Region pointing data:
============

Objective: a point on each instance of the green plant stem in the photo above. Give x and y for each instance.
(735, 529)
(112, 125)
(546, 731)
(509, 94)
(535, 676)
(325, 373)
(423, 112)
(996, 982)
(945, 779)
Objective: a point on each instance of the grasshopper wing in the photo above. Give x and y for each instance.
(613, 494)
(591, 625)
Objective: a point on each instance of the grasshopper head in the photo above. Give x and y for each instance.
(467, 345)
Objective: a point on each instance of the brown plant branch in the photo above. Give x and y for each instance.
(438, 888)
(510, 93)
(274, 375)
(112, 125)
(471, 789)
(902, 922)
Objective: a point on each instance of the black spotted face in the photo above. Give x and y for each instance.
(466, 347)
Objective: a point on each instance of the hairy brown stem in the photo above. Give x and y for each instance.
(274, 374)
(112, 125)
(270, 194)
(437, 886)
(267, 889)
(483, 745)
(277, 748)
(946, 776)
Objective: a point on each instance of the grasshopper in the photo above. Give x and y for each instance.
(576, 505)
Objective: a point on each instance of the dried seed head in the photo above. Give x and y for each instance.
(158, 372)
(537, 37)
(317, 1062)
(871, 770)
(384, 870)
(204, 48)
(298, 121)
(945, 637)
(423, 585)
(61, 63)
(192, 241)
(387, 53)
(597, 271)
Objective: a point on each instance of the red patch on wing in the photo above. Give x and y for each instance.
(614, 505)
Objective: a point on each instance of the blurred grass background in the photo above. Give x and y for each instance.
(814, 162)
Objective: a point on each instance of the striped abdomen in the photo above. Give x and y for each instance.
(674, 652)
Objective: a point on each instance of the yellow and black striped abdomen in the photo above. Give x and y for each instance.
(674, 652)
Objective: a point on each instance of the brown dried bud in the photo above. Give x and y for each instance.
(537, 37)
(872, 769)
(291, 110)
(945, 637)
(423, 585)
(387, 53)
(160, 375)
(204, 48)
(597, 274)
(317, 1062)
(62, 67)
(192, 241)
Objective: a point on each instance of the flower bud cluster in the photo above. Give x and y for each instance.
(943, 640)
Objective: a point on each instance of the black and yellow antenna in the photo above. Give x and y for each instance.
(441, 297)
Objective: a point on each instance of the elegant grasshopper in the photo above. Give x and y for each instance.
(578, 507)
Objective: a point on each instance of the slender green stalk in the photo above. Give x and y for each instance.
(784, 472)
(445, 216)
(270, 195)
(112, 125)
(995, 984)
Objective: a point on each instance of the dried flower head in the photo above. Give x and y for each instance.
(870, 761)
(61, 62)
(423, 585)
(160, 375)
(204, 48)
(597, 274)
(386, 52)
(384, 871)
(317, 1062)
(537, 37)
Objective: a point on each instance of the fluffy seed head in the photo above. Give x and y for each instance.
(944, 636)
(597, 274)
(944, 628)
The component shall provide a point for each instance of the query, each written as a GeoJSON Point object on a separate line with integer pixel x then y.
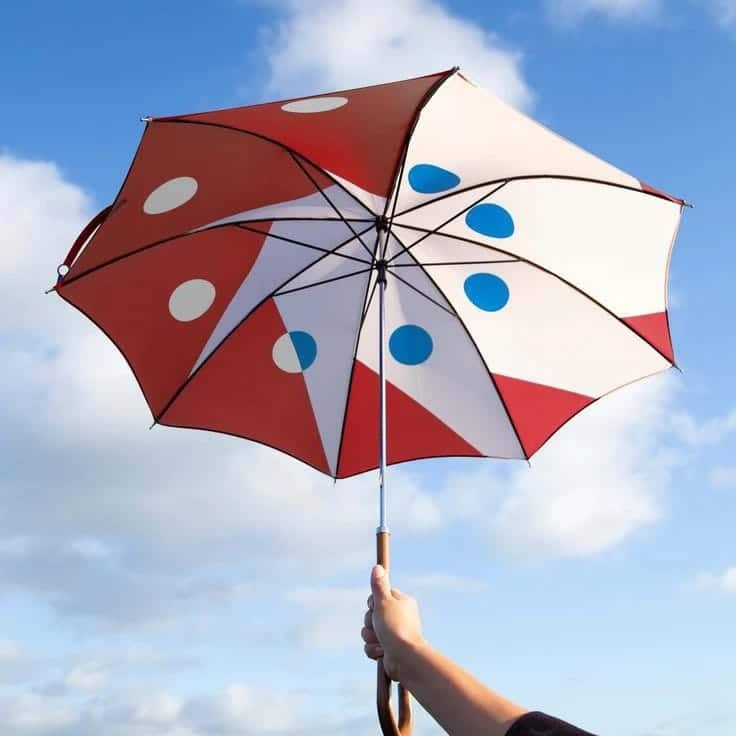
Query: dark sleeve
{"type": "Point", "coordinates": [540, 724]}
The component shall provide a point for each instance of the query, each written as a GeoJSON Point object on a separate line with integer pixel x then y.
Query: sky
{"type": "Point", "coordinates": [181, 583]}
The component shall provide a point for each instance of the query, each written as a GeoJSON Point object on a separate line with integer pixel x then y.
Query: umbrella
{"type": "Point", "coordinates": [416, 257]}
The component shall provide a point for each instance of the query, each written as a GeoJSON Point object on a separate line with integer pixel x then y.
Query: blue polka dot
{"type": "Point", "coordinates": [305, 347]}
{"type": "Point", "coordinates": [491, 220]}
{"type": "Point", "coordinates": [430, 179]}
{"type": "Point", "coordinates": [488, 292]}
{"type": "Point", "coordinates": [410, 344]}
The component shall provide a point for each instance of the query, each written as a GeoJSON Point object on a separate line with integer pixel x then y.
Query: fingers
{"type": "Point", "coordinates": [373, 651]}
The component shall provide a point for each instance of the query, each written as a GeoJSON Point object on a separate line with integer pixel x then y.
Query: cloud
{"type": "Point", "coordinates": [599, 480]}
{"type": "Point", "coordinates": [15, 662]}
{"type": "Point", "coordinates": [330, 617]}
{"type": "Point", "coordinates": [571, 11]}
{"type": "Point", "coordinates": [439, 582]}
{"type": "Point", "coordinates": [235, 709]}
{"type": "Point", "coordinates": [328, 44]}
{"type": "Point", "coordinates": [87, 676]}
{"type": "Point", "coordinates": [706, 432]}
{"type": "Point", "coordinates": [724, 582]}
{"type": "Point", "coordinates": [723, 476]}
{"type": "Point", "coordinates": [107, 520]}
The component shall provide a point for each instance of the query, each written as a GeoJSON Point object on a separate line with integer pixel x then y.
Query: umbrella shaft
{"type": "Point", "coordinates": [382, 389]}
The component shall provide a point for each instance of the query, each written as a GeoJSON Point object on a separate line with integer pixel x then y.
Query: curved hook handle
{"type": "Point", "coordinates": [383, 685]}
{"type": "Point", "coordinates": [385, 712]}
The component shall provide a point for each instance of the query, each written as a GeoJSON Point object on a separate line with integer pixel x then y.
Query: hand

============

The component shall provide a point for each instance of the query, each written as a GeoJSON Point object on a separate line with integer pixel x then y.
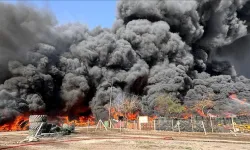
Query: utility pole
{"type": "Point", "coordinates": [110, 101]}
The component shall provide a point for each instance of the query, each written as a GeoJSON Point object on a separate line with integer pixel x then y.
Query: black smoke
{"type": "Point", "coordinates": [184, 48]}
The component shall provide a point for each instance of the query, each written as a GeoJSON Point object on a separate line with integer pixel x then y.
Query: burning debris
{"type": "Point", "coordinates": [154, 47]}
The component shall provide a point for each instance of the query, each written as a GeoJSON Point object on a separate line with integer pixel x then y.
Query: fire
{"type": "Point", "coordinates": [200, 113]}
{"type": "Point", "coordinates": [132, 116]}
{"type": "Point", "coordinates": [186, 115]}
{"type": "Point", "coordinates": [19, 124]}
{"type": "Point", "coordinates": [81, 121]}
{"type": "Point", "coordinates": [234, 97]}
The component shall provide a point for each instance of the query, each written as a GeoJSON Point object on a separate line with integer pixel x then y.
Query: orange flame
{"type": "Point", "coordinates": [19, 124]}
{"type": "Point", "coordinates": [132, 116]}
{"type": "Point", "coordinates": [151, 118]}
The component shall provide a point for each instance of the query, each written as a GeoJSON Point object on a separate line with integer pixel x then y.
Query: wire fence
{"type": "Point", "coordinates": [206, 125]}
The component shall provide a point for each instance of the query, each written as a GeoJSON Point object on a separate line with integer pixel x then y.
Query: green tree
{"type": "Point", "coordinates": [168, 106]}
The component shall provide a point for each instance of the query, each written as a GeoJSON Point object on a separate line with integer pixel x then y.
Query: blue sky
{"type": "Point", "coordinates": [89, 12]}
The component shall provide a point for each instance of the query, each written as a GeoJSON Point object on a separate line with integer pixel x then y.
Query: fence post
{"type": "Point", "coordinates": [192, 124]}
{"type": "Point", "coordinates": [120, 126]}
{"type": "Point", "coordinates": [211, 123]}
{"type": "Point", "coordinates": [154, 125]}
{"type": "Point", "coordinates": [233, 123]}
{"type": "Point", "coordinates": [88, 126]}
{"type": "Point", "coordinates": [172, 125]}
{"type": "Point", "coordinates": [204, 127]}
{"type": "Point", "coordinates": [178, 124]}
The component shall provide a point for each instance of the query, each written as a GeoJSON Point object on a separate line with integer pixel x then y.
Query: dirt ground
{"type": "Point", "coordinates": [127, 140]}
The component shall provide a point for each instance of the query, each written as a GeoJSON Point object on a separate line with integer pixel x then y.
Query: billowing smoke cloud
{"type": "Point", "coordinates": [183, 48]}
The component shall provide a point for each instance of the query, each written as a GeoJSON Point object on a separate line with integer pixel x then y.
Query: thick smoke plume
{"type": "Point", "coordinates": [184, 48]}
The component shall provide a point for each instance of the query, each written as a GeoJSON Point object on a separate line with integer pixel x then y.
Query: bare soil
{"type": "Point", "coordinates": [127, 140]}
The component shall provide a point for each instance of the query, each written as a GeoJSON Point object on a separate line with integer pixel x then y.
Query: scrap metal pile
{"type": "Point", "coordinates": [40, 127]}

============

ACTIVITY: The range runs from the line above containing "Query: cloud" to the line containing "Query: hand", inclusive. Restate those lines word for word and no others.

WRITTEN RESPONSE:
Query: cloud
{"type": "Point", "coordinates": [599, 480]}
{"type": "Point", "coordinates": [15, 662]}
{"type": "Point", "coordinates": [330, 617]}
{"type": "Point", "coordinates": [571, 11]}
{"type": "Point", "coordinates": [439, 582]}
{"type": "Point", "coordinates": [235, 709]}
{"type": "Point", "coordinates": [328, 44]}
{"type": "Point", "coordinates": [87, 676]}
{"type": "Point", "coordinates": [706, 432]}
{"type": "Point", "coordinates": [724, 582]}
{"type": "Point", "coordinates": [723, 476]}
{"type": "Point", "coordinates": [107, 520]}
The component shall provide a point for each instance of the query, each written as a GeoJSON Point object on a separate line with integer pixel x then y.
Query: umbrella shaft
{"type": "Point", "coordinates": [382, 389]}
The component shall provide a point for each instance of the query, each written as a GeoJSON Point object on a separate line with integer pixel x then y.
Query: curved hook handle
{"type": "Point", "coordinates": [383, 685]}
{"type": "Point", "coordinates": [385, 712]}
The component shall provide a point for each instance of the query, each written as a GeoJSON Point object on a separate line with integer pixel x then y.
Query: hand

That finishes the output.